* [Problem requirements]: Copy every line of the data below character for character, with no changes.
+++ Materials provided
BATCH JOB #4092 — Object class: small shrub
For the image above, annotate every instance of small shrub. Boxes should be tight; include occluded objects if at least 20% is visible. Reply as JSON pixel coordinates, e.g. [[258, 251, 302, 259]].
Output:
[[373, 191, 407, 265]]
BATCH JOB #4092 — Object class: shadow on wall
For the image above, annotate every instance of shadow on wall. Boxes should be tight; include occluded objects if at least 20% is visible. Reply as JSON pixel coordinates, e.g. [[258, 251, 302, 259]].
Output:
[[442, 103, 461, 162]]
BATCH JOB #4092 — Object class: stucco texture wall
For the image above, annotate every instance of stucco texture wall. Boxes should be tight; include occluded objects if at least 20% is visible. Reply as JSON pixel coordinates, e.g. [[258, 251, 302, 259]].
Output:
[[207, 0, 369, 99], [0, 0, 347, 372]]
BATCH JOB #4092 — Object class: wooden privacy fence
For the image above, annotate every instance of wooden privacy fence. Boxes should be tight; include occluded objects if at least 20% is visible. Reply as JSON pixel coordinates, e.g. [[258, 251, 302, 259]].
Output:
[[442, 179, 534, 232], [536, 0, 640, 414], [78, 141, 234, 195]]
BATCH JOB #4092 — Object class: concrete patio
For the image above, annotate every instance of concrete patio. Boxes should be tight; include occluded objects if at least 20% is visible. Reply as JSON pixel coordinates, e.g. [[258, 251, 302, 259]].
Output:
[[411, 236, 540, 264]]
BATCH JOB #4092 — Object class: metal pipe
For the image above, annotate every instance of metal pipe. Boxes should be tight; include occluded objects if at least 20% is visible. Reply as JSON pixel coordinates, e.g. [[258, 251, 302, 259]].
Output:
++++++
* [Task output]:
BATCH JOB #4092 — Object class: small shrub
For the image above, annotate every instance of small shrub. Boxes should be tight; include occluded objects if at least 20% is visible. Reply as JSON pixel coordinates, e.g. [[258, 251, 302, 259]].
Output:
[[373, 191, 407, 265]]
BATCH JOB #4092 — Object class: shadow on wall
For the image above, annotate every instance of shadow on wall. Boxes should be tight; include occluded objects if at least 20% is visible. Reply as JSON pixel coordinates, e.g. [[258, 251, 302, 259]].
Output:
[[442, 103, 461, 162]]
BATCH JOB #4092 — Object class: stucco texture wall
For the image above, annotate every instance of stucco texture wall. Boxes should be tight; include occluded objects if at least 20% is visible. Reply as JSON pixel coordinates, e.g. [[258, 251, 302, 259]].
Output:
[[207, 0, 369, 99], [0, 0, 347, 372]]
BATCH JOB #4092 — Object class: wooden privacy fence
For the image above, annotate every instance of wooden privacy fence. Boxes should be tight; include occluded objects if at least 20% is visible. Reply as JSON pixel coordinates, e.g. [[258, 251, 302, 259]].
Output:
[[442, 179, 534, 232], [536, 0, 640, 414], [78, 141, 234, 195]]
BATCH JOB #4092 — Object class: concrete patio
For the image above, annotate every instance of concrete patio. Boxes should be tight; include occluded objects if at least 20% is visible. Reply as JSON pixel coordinates, e.g. [[258, 251, 302, 259]].
Output:
[[411, 236, 540, 264]]
BATCH JOB #4092 — Object class: metal pipe
For the image above, annotate every instance of metal pipe. Boxes should be tight; include occluded objects if at least 20% is visible. Reply as JSON pixel coordinates, e.g. [[258, 251, 302, 259]].
Output:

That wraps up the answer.